**TEXT SECTION**
※
Found the stupid error here. Sharing with you just in case. Typo error on
my script to generate those.

I have the '' characters while generating the keystore and certificates.
 -keystore 'mypassword' while correct is -keystore mypassword

I knew it was a certificate issue, debugging it I was able to find it.

The longer you do things, the longer you are prone to errors.

cheers



On Thu, Jun 19, 2014 at 3:20 PM, Carlos Scheidecker nando@gmail.com
wrote:

 Hello,

 I am using Cassandra 2.1.0-rc1 and trying to set up internode encryption.

 Here's how I have generated the certificates and keystores:

 keytool -genkeypair -v -keyalg RSA -keysize 1024 -alias node1 -keystore
 node1.keystore -storepass 'mypassword' -dname 'CN=Development' -keypass
 'mypassword' -validity 3650

  keytool -export -v -alias node1 -file node1.cer -keystore node1.keystore
 -storepass 'mypassword'

 keytool -import -v -trustcacerts -alias node1 -file node1.cer -keystore
 global.truststore -storepass 'mypassword' -noprompt

 Now, I have create a folder /etc/cassandra/certs

 and copied the certs there: node1.keystore and global.truststore

 Set the ownership and permissions of both to chown cassandra:cassandra and
 chmod 600

 Then on Cassandra.yaml I did the following:

 server_encryption_options:
 internode_encryption: all
 keystore: /etc/cassandra/certs/node1.keystore
 keystore_password: mypassword
 truststore: /etc/cassandra/certs/global.truststore
 truststore_password: mypassword


 When starting the server I get the following error:

 ERROR [main] 2014-06-19 15:00:03,701 CassandraDaemon.java:340 - Fatal
 configuration error
 org.apache.cassandra.exceptions.ConfigurationException: Unable to create
 ssl socket
 at
 org.apache.cassandra.net.MessagingService.getServerSockets(MessagingService.java:431)
※
**DATA SEGMENT**
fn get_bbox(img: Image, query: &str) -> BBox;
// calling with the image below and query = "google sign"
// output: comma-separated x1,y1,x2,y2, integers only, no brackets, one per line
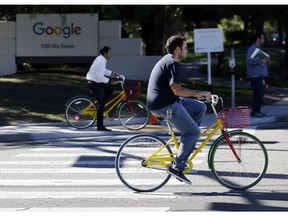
※
**EXERCISE GOAL**
Pick up the Cassandra internode encryption thread after its last line and carry it on.

**RESPONSE**
 ~[apache-cassandra-2.1.0~rc1.jar:2.1.0~rc1]
  at
 org.apache.cassandra.net.MessagingService.listen(MessagingService.java:411)
 ~[apache-cassandra-2.1.0~rc1.jar:2.1.0~rc1]
 at
 org.apache.cassandra.service.StorageService.prepareToJoin(StorageService.java:694)
 ~[apache-cassandra-2.1.0~rc1.jar:2.1.0~rc1]
  at
 org.apache.cassandra.service.StorageService.initServer(StorageService.java:628)
 ~[apache-cassandra-2.1.0~rc1.jar:2.1.0~rc1]
 at
 org.apache.cassandra.service.StorageService.initServer(StorageService.java:511)
 ~[apache-cassandra-2.1.0~rc1.jar:2.1.0~rc1]
  at
 org.apache.cassandra.service.CassandraDaemon.setup(CassandraDaemon.java:336)
 [apache-cassandra-2.1.0~rc1.jar:2.1.0~rc1]
 at
 org.apache.cassandra.service.CassandraDaemon.activate(CassandraDaemon.java:455)
 [apache-cassandra-2.1.0~rc1.jar:2.1.0~rc1]
  at
 org.apache.cassandra.service.CassandraDaemon.main(CassandraDaemon.java:544)
 [apache-cassandra-2.1.0~rc1.jar:2.1.0~rc1]
 Caused by: java.io.IOException: Error creating the initializing the SSL
 Context
  at
 org.apache.cassandra.security.SSLFactory.createSSLContext(SSLFactory.java:124)
 ~[apache-cassandra-2.1.0~rc1.jar:2.1.0~rc1]
 at
 org.apache.cassandra.security.SSLFactory.getServerSocket(SSLFactory.java:53)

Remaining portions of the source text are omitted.